--- begin Source records ---

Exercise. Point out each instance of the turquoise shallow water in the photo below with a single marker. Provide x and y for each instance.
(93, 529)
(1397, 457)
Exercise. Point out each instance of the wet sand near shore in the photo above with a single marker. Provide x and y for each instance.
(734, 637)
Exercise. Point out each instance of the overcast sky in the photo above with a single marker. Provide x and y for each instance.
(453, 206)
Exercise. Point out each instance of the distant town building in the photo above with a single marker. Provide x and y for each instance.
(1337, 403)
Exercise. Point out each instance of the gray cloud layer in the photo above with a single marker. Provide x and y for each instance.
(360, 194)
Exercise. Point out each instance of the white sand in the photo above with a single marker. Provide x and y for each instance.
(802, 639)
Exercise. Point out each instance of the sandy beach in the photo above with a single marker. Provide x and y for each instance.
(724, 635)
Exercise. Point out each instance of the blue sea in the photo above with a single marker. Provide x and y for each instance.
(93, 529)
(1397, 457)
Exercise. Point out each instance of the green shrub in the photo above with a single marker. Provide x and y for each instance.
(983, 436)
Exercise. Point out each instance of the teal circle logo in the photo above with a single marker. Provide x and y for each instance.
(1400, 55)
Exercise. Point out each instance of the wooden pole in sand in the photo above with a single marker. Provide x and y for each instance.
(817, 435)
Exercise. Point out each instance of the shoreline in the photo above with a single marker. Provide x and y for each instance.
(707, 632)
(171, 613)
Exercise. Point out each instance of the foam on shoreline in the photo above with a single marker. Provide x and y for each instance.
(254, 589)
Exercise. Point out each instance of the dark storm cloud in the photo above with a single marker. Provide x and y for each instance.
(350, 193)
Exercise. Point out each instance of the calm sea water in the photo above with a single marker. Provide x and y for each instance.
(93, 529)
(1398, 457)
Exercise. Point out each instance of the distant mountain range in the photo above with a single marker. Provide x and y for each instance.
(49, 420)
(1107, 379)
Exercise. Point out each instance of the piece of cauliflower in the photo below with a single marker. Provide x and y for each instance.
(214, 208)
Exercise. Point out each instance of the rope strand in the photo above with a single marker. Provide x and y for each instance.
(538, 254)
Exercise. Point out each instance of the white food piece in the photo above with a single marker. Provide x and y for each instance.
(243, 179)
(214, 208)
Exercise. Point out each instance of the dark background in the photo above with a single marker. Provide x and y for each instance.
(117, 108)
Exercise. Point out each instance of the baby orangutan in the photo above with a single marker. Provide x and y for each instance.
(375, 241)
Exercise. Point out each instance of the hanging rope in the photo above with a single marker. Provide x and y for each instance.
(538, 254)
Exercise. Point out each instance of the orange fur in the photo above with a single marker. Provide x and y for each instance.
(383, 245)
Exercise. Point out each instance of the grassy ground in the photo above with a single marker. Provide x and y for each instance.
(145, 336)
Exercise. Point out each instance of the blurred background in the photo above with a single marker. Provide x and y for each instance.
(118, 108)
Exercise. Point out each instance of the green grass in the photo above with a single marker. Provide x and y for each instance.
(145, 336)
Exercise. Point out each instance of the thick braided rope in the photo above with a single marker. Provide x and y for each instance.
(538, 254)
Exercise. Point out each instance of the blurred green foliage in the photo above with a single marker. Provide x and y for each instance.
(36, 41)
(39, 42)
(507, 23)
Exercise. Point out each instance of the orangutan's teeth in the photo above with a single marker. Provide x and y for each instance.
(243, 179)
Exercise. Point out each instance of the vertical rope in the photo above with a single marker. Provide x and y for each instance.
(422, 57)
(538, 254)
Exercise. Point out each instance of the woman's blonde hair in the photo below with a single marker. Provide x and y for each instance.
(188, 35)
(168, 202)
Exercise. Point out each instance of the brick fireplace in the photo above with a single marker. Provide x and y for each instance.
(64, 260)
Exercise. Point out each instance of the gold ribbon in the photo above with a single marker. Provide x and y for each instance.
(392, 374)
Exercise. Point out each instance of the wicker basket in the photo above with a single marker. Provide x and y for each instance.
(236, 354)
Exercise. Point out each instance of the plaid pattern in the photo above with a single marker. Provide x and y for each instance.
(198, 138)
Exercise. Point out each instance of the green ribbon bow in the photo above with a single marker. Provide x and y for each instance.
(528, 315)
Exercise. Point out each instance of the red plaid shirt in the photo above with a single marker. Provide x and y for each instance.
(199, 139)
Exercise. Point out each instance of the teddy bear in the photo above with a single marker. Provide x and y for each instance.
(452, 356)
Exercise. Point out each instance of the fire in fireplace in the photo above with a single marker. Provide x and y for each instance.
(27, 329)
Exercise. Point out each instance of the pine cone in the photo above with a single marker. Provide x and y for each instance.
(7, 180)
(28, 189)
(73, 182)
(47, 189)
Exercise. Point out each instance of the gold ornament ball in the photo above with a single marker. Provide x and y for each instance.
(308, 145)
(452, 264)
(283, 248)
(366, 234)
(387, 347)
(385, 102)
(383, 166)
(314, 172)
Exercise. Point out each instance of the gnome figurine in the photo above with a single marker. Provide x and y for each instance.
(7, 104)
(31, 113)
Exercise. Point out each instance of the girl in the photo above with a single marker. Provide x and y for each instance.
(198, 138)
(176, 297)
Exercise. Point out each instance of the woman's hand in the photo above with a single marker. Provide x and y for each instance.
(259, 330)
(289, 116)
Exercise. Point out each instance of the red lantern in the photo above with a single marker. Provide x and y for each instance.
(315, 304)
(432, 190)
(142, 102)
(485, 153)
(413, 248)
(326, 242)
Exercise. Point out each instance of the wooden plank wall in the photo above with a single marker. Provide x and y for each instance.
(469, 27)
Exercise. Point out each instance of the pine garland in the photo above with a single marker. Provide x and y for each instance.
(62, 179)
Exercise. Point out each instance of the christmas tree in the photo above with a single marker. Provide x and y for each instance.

--- end Source records ---

What you are asked to do: Reproduce verbatim the portion of the items above that opens with their first line and closes with the line containing "(1337, 403)", including both ends.

Final result:
Exercise. Point out each instance of the turquoise shallow water in the photo below with a single marker. Provide x and y for each instance.
(93, 529)
(1397, 457)
Exercise. Point out each instance of the wet sand near shore in the photo above with a single marker. Provide x and y for each instance.
(734, 637)
Exercise. Point out each instance of the overcast sky in the photo above with a single marker. Provide x and y for each instance.
(453, 206)
Exercise. Point out each instance of the distant town building in the photo above with a single marker. Provide x and y for each instance.
(1337, 403)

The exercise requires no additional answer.